Work required:
Answer these questions using the passage on food-system emissions:
1. What share of the previous scenario's GHG reductions does the second scenario achieve?
2. What three ways of incentivizing producers does the passage list for policy makers?
3. In what kind of jurisdictions does the passage say dietary change can help?

In a second scenario, the authors consider all animal products, and replace the half with above-median GHG emissions with vegetable equivalents in their model. Meat production and consumption is focused on lower emissions strategies and diet habits are changed, but not in a manner as abrupt as the first example case. This case achieves 71% of GHG reductions of the previous scenario with less impact on consumers.

The authors summarize the overall steps they recommend in aiming for lower GHG emissions and other environmental impacts from the global food system. First, farmers need to have a proxy or method of measuring their emissions and other impacts – they need to know where they are starting, and how their actions are making an impact. Second, policy makers should set targets and incentivize producers to change their activities by providing credit, tax breaks or reallocation of agricultural subsidies. And third, an assessment tool has to be used to consider multiple mitigation and productivity and enhancement strategies for producers. Much of the information on impacts would be communicated through the supply chain to consumers. We have good traceability with our livestock at this time, but grains, vegetables and other products are not as transparent. Communication could occur through a combination of environmental labels, taxes or subsidies designed to reflect environmental costs in product prices, and broader education of the true cost of food. The paper does not reflect on strategies to induce consumers to substantially change their diets, other than educating and appealing to the wish to improve their environmental footprint.

Back to the Epicurious article: It appeals to its audience, potentially western consumers, and their interest in changing their environmental footprint in one aspect of their lives. It does not pretend to tackle more complex issues than that, and it backs its claims up with some solid evidence.

For a deep dive into the large amount of reports and corresponding data gathered and synthesized by the authors, please look at the full article, noted below in references.

Dietary change can help in jurisdictions that have above average beef consumption, but in addition mitigation actions are complex due to trade-offs, multiple ways for producers to reduce impacts, and interactions throughout the supply chain. The research suggests a multi-faceted approach where producers monitor their own impacts, flexibly meet environmental targets by choosing from multiple practices, and communicate their impacts to consumers.

Excerpted records:
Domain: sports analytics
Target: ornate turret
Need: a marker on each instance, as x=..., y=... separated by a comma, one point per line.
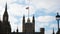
x=58, y=18
x=5, y=16
x=53, y=31
x=33, y=21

Solution to this task:
1. 71%.
2. Providing credit, tax breaks, or reallocation of agricultural subsidies.
3. Jurisdictions that have above-average beef consumption.